WRITTEN TASK >> Return every line of the rows below that contains the word "wooden", copied in full. Matching is case-sensitive.

DATA EXCERPTS >>

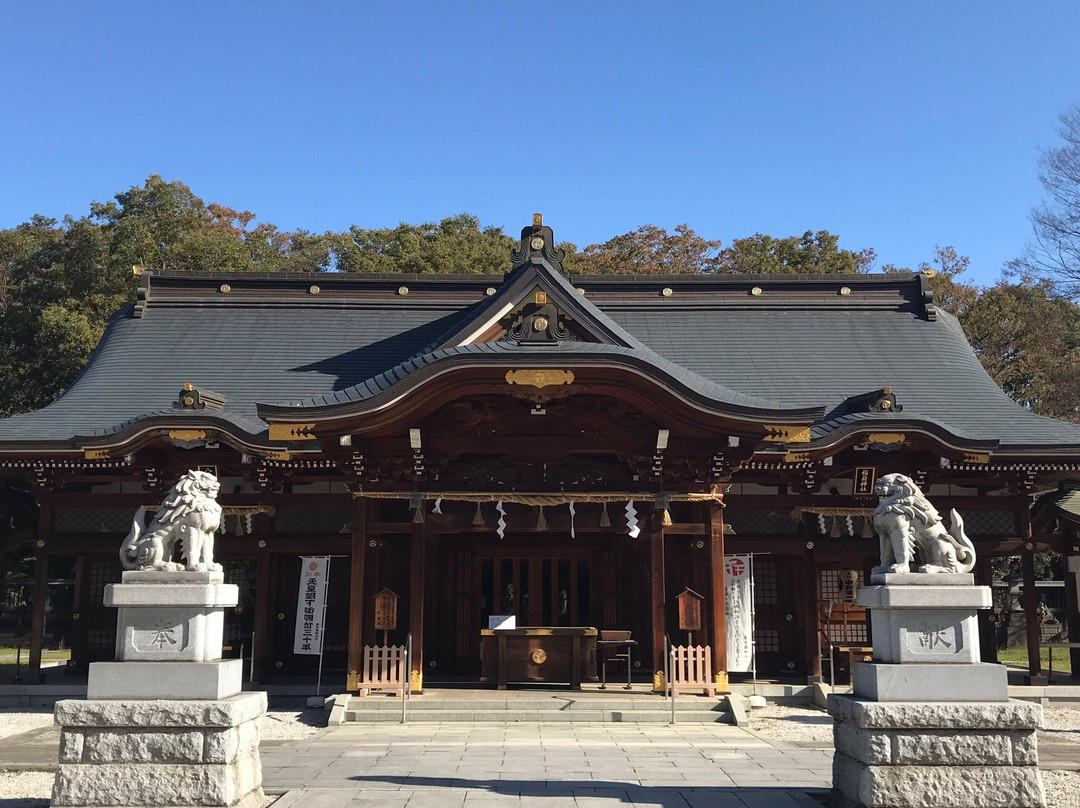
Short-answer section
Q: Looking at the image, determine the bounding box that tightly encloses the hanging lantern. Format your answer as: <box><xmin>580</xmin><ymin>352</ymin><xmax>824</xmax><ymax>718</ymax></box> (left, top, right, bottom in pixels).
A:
<box><xmin>652</xmin><ymin>494</ymin><xmax>675</xmax><ymax>527</ymax></box>
<box><xmin>600</xmin><ymin>502</ymin><xmax>611</xmax><ymax>527</ymax></box>
<box><xmin>495</xmin><ymin>499</ymin><xmax>507</xmax><ymax>539</ymax></box>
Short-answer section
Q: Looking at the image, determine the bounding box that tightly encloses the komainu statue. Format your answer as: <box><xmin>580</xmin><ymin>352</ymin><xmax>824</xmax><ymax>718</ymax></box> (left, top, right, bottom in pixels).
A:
<box><xmin>120</xmin><ymin>471</ymin><xmax>221</xmax><ymax>573</ymax></box>
<box><xmin>872</xmin><ymin>474</ymin><xmax>975</xmax><ymax>575</ymax></box>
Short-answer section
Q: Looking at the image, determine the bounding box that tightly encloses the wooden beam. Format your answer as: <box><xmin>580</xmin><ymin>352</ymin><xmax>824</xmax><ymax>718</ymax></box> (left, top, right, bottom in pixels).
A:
<box><xmin>408</xmin><ymin>522</ymin><xmax>427</xmax><ymax>693</ymax></box>
<box><xmin>649</xmin><ymin>511</ymin><xmax>667</xmax><ymax>691</ymax></box>
<box><xmin>705</xmin><ymin>502</ymin><xmax>728</xmax><ymax>692</ymax></box>
<box><xmin>346</xmin><ymin>499</ymin><xmax>367</xmax><ymax>691</ymax></box>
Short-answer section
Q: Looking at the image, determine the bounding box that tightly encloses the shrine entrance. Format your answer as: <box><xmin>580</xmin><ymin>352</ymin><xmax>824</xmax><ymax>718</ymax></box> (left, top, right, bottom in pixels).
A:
<box><xmin>424</xmin><ymin>531</ymin><xmax>630</xmax><ymax>678</ymax></box>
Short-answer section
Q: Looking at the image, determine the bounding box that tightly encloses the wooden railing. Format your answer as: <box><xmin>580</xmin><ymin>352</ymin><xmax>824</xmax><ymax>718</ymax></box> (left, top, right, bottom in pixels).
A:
<box><xmin>360</xmin><ymin>645</ymin><xmax>409</xmax><ymax>696</ymax></box>
<box><xmin>669</xmin><ymin>645</ymin><xmax>716</xmax><ymax>696</ymax></box>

OUTPUT FOR THIS EXERCISE >>
Q: Looking at the image, determine the bounding box that tightly encloses the wooden beam. Format your answer as: <box><xmin>580</xmin><ymin>352</ymin><xmax>824</xmax><ymax>718</ymax></box> (left, top, right, bottom in pixels).
Q: Looking at the image, determine the bounding box that tightly encloses the wooden railing. Format your answer as: <box><xmin>580</xmin><ymin>352</ymin><xmax>824</xmax><ymax>718</ymax></box> (left, top, right, bottom in pixels).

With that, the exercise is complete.